LONDON -- A British drug company said on Tuesday it hoped to have a cannabis-based medicine ready to be prescribed by doctors within three to four years.
Sufferers from diseases such as multiple sclerosis, which attacks the central nervous system, have been calling for a pain-relieving cannabis medicine for years and many have broken the law by buying the drug from street dealers.
GW Pharmaceuticals said it was making progress in clinical studies with cannabis-based medicines.
A small group of volunteers had been taking cannabis under clinical conditions in order to determine the best dose. Some had taken cannabis lozenges which dissolve under the tongue while others used an inhaler.
Dr. Geoffrey Guy, chairman of GW Pharmaceuticals, said his company had carried out its first studies in which human subjects were given standardized extracts of cannabis.
"I am pleased to report that the progress of our development program from the laboratory to human clinical dosing has proceeded without problems," he added in a statement.

- _Entries shown_

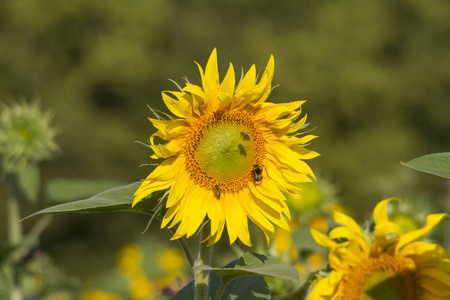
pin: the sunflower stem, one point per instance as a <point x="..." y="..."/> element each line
<point x="14" y="228"/>
<point x="201" y="278"/>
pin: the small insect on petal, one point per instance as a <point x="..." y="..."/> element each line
<point x="244" y="136"/>
<point x="257" y="174"/>
<point x="217" y="192"/>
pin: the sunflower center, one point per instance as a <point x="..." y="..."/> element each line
<point x="226" y="151"/>
<point x="384" y="277"/>
<point x="222" y="150"/>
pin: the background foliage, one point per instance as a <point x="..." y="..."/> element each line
<point x="376" y="76"/>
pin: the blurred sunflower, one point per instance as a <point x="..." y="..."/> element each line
<point x="389" y="265"/>
<point x="229" y="155"/>
<point x="25" y="134"/>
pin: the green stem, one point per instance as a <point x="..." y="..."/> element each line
<point x="13" y="211"/>
<point x="185" y="248"/>
<point x="14" y="227"/>
<point x="201" y="278"/>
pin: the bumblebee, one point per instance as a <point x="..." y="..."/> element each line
<point x="217" y="192"/>
<point x="257" y="174"/>
<point x="244" y="136"/>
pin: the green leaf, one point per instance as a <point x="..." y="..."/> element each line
<point x="436" y="164"/>
<point x="248" y="288"/>
<point x="304" y="241"/>
<point x="29" y="180"/>
<point x="234" y="285"/>
<point x="62" y="190"/>
<point x="117" y="199"/>
<point x="250" y="264"/>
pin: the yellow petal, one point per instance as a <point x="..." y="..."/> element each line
<point x="228" y="82"/>
<point x="322" y="239"/>
<point x="346" y="221"/>
<point x="432" y="220"/>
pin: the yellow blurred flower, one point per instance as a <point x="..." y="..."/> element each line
<point x="142" y="288"/>
<point x="93" y="294"/>
<point x="391" y="265"/>
<point x="172" y="260"/>
<point x="229" y="155"/>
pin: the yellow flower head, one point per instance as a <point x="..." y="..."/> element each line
<point x="229" y="155"/>
<point x="390" y="266"/>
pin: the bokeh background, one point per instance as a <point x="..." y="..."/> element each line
<point x="375" y="74"/>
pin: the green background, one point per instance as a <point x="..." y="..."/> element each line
<point x="375" y="74"/>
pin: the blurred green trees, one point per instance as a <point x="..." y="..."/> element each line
<point x="376" y="76"/>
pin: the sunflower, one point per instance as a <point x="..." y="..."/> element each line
<point x="229" y="156"/>
<point x="387" y="265"/>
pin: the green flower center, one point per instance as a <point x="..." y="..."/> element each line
<point x="223" y="149"/>
<point x="227" y="151"/>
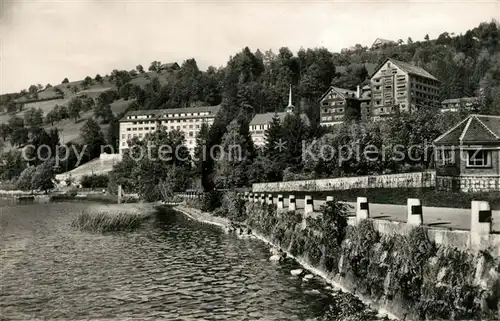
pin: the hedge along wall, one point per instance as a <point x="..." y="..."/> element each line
<point x="406" y="180"/>
<point x="408" y="273"/>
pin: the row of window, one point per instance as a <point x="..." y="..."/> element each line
<point x="142" y="122"/>
<point x="206" y="113"/>
<point x="332" y="103"/>
<point x="330" y="118"/>
<point x="424" y="88"/>
<point x="475" y="158"/>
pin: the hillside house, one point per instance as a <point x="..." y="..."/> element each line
<point x="468" y="155"/>
<point x="470" y="104"/>
<point x="379" y="43"/>
<point x="169" y="66"/>
<point x="398" y="86"/>
<point x="338" y="105"/>
<point x="260" y="122"/>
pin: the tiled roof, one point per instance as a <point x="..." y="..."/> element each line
<point x="264" y="119"/>
<point x="341" y="91"/>
<point x="169" y="65"/>
<point x="159" y="113"/>
<point x="475" y="129"/>
<point x="383" y="41"/>
<point x="459" y="100"/>
<point x="210" y="109"/>
<point x="406" y="67"/>
<point x="412" y="69"/>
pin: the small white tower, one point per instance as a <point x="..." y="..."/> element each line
<point x="290" y="108"/>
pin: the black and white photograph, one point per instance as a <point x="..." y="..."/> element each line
<point x="264" y="160"/>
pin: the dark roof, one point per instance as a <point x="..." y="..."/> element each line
<point x="383" y="41"/>
<point x="210" y="109"/>
<point x="264" y="119"/>
<point x="368" y="65"/>
<point x="159" y="113"/>
<point x="406" y="67"/>
<point x="346" y="93"/>
<point x="459" y="100"/>
<point x="475" y="129"/>
<point x="169" y="65"/>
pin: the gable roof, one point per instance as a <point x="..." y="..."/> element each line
<point x="475" y="129"/>
<point x="159" y="113"/>
<point x="382" y="41"/>
<point x="169" y="65"/>
<point x="345" y="93"/>
<point x="461" y="100"/>
<point x="266" y="118"/>
<point x="406" y="67"/>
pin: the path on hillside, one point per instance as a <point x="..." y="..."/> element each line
<point x="439" y="217"/>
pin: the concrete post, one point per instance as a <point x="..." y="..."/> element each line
<point x="362" y="208"/>
<point x="119" y="194"/>
<point x="480" y="217"/>
<point x="292" y="206"/>
<point x="415" y="213"/>
<point x="309" y="204"/>
<point x="281" y="203"/>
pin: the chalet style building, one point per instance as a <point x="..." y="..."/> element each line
<point x="171" y="66"/>
<point x="379" y="43"/>
<point x="398" y="86"/>
<point x="338" y="105"/>
<point x="468" y="155"/>
<point x="470" y="104"/>
<point x="260" y="122"/>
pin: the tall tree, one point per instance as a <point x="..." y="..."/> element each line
<point x="233" y="159"/>
<point x="75" y="108"/>
<point x="93" y="138"/>
<point x="44" y="176"/>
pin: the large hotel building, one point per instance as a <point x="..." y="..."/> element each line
<point x="187" y="120"/>
<point x="395" y="86"/>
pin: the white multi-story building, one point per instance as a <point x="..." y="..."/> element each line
<point x="187" y="120"/>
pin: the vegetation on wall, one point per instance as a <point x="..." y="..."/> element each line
<point x="429" y="281"/>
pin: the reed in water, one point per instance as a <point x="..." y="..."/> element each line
<point x="111" y="218"/>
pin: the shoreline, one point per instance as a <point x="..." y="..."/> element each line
<point x="207" y="218"/>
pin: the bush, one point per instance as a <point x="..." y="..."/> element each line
<point x="109" y="219"/>
<point x="233" y="207"/>
<point x="95" y="181"/>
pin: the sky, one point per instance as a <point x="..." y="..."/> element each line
<point x="46" y="41"/>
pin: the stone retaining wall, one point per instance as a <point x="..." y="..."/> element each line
<point x="468" y="184"/>
<point x="406" y="180"/>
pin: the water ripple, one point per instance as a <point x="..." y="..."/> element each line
<point x="171" y="269"/>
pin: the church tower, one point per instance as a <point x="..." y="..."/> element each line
<point x="290" y="108"/>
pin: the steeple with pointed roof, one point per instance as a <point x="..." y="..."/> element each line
<point x="290" y="108"/>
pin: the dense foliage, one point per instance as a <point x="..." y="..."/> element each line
<point x="430" y="281"/>
<point x="95" y="181"/>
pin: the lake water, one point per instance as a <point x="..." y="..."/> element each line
<point x="170" y="269"/>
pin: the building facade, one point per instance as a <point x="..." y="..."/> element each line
<point x="187" y="120"/>
<point x="398" y="86"/>
<point x="338" y="105"/>
<point x="379" y="43"/>
<point x="260" y="122"/>
<point x="468" y="155"/>
<point x="470" y="104"/>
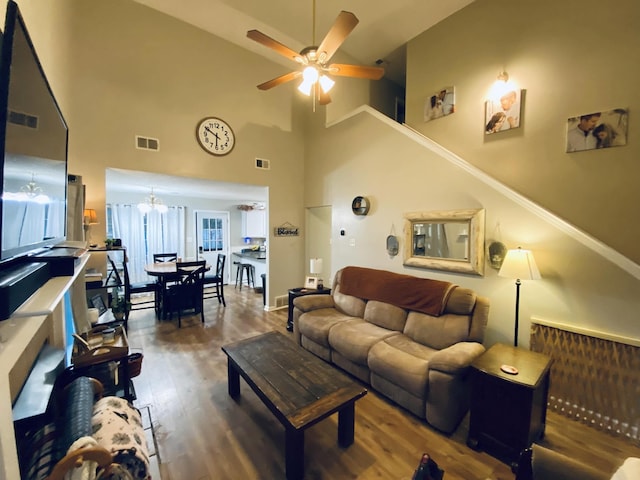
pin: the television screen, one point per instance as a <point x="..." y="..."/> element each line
<point x="34" y="136"/>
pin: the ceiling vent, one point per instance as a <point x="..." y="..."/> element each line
<point x="263" y="164"/>
<point x="146" y="143"/>
<point x="23" y="119"/>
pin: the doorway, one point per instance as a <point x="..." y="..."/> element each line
<point x="212" y="237"/>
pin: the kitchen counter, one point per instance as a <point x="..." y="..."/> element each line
<point x="255" y="255"/>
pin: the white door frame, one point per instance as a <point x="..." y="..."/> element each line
<point x="226" y="240"/>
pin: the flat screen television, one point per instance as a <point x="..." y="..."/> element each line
<point x="33" y="145"/>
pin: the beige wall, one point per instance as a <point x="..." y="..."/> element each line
<point x="572" y="57"/>
<point x="120" y="69"/>
<point x="371" y="156"/>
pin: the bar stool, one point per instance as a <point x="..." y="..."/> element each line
<point x="250" y="269"/>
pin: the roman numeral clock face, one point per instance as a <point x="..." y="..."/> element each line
<point x="215" y="136"/>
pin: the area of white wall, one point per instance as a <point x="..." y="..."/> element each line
<point x="571" y="57"/>
<point x="367" y="155"/>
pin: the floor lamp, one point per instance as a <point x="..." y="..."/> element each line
<point x="521" y="265"/>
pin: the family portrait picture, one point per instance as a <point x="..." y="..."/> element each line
<point x="440" y="104"/>
<point x="503" y="113"/>
<point x="597" y="130"/>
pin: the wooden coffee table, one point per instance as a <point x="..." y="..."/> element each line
<point x="299" y="389"/>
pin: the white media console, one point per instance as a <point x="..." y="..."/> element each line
<point x="43" y="319"/>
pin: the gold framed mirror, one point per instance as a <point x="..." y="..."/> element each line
<point x="449" y="240"/>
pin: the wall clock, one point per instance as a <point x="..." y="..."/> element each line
<point x="360" y="206"/>
<point x="215" y="136"/>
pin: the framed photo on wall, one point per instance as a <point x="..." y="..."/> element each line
<point x="504" y="113"/>
<point x="597" y="130"/>
<point x="440" y="104"/>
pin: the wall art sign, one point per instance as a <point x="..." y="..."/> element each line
<point x="286" y="230"/>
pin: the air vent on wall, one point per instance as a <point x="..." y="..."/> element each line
<point x="282" y="301"/>
<point x="23" y="119"/>
<point x="263" y="164"/>
<point x="146" y="143"/>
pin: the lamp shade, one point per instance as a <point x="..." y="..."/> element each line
<point x="315" y="266"/>
<point x="90" y="216"/>
<point x="519" y="264"/>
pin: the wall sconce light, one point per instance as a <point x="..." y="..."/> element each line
<point x="315" y="268"/>
<point x="501" y="86"/>
<point x="90" y="217"/>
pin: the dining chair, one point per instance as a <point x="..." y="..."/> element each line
<point x="216" y="280"/>
<point x="140" y="287"/>
<point x="187" y="294"/>
<point x="165" y="257"/>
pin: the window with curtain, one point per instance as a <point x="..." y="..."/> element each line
<point x="146" y="234"/>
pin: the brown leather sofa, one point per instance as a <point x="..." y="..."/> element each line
<point x="374" y="326"/>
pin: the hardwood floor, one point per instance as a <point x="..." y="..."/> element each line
<point x="203" y="434"/>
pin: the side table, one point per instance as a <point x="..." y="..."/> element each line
<point x="300" y="292"/>
<point x="508" y="412"/>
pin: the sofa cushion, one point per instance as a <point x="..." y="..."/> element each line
<point x="461" y="301"/>
<point x="348" y="304"/>
<point x="437" y="332"/>
<point x="403" y="362"/>
<point x="353" y="338"/>
<point x="385" y="315"/>
<point x="315" y="325"/>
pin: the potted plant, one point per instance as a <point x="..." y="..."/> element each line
<point x="119" y="305"/>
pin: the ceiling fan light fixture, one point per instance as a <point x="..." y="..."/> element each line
<point x="326" y="83"/>
<point x="305" y="87"/>
<point x="152" y="203"/>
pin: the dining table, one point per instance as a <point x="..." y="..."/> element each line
<point x="166" y="273"/>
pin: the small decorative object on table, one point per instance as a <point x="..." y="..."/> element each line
<point x="119" y="305"/>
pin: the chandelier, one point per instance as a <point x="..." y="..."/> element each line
<point x="30" y="192"/>
<point x="152" y="203"/>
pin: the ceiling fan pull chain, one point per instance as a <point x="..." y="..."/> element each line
<point x="313" y="26"/>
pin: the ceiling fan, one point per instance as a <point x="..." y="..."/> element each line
<point x="315" y="60"/>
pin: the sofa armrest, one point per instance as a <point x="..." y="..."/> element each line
<point x="308" y="303"/>
<point x="456" y="358"/>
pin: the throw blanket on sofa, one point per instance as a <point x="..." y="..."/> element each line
<point x="412" y="293"/>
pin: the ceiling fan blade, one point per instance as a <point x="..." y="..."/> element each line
<point x="279" y="80"/>
<point x="357" y="71"/>
<point x="341" y="28"/>
<point x="274" y="45"/>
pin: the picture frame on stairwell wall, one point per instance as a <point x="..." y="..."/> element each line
<point x="598" y="129"/>
<point x="440" y="104"/>
<point x="503" y="113"/>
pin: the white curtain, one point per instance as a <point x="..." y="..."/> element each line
<point x="143" y="235"/>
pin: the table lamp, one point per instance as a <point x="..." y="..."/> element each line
<point x="90" y="217"/>
<point x="521" y="265"/>
<point x="315" y="268"/>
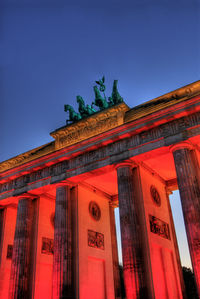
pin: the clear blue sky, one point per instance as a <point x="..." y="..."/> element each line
<point x="52" y="51"/>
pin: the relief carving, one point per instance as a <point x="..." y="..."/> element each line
<point x="159" y="227"/>
<point x="95" y="240"/>
<point x="47" y="246"/>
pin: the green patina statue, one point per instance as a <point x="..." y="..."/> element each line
<point x="84" y="110"/>
<point x="73" y="116"/>
<point x="100" y="101"/>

- _Complete the following_
1. Answer these questions from the cannabis medicine article:
(a) Within how many years did the company hope to have the medicine ready for doctors to prescribe?
(b) What two methods did volunteers use to take cannabis?
(c) Who is the chairman of GW Pharmaceuticals?
2. Pick up the cannabis medicine article after its last sentence and continue it.
The entries have no connection to the cannabis medicine article.

- _Answers to the exercise_
1.
(a) Within three to four years.
(b) Some took cannabis lozenges that dissolve under the tongue, and others used an inhaler.
(c) Dr. Geoffrey Guy.

2.
Guy said there was evidence that cannabis could relieve pain in multiple sclerosis, spinal cord injury, and neuralgia. His company will evaluate these uses in some 2,000 patients over the next two to three years.
GW Pharmaceuticals is licensed by the British Home Office to grow, possess, and supply cannabis for medical research.
If trials are successful, the Home Office will change the law to allow prescription of cannabis-based medicines, the company statement said.
GW has been growing cannabis in secure, computer-controlled greenhouses in the south of England.
Although the plants are the same as those grown for illegal recreational use -- cannabis sativa -- the trials are designed to maximize the drug's analgesic, or pain relieving, effect rather than to make subjects so high that they do not care about the pain.